__INSTRUCTIONS FOR THE TASK__
In the passage on dog eye-gaze testing, what word did the experimenter say to mark eye contact before giving the dog food?

>> start SELECTED PASSAGE

There was no pre-training, but to facilitate learning of the task during the first trial, the dog’s name was called once and any eye contact was rewarded immediately. In trials 2–13, dogs were rewarded only for an eye gaze of one second duration directed towards the experimenter. Pilot work revealed that the kennelled dogs struggled to understand what they were being reinforced for in the absence of a verbal marker. Therefore, in addition to the methodology by Bentosela et al. (2009), the experimenter verbally marked eye contact with the word ‘Good’ prior to giving the food to the dog. The use of the verbal marker allowed the dogs to learn the desired behaviour more quickly, preventing either the need for additional training or deviation from the number of trials previously used in Bentosela et al.’s (2009) study. To ensure consistency, we also used the verbal marker with the owned dogs. Furthermore, due to the nature of the testing rooms, it was not possible to store the food rewards in a container located on a tall table as described in Bentosela et al.’s (2009) study. Instead, food rewards were stored within separate containers within a single pouch worn around the experimenter’s waist.

The food reward given in each trial depended on the treatment to which the dog was randomly assigned, unshifted (12 owned dogs, 11 rescue dogs) and shifted (12 owned dogs, 10 rescue dogs). In the unshifted treatment, dogs received the low value reward throughout the entire study (13 trials). In the shifted treatment, dogs received the high value reward during the first eight trials (pre-shift trials) and were then given the low value food reward for trials 9–12 (post-shift trials), before receiving the high value food reward once more on the final trial (re-shift trial). This change back to high value food reward in trial 13 for the shifted treatment was to confirm that any reduction in eye gazes and associated food consumption seen in the post-shift trials was not due to satiation (see Bentosela et al. 2009).

For the owned dogs, three female experimenters shared the testing, and testing of kennelled dogs was performed by one of the two experimenters. For 16 of the 25 owned dogs and all of the kennelled dogs, an observer (female) was also present who recorded duration of eye gaze and number of food rejections. For the kennelled dogs, the observer stayed with the dogs during test breaks, during which the experimenters left the room. All trials were video-recorded, and for trials without an observer, duration of eye gaze and number of food rejections were later coded from the videos. Correspondence between video and live recordings was assessed on the basis of 15 randomly selected videos and was 100 % for both duration of eye gaze and the number of food rejections.

>> end SELECTED PASSAGE
>> start MATERIAL PROVIDED

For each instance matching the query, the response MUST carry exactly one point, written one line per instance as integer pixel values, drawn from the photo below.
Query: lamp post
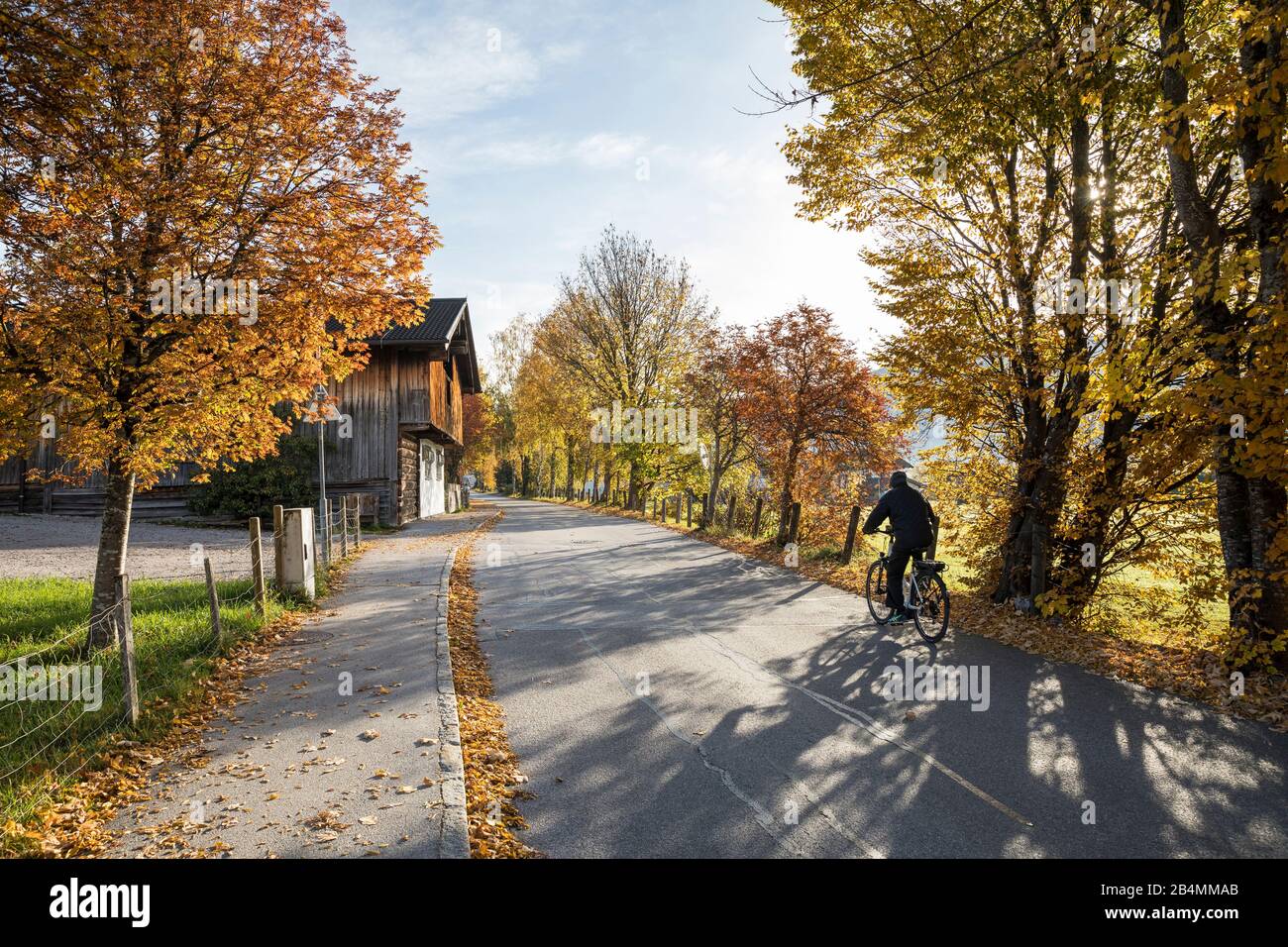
(320, 401)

>> end MATERIAL PROVIDED

__EXERCISE SOLUTION__
The word "Good."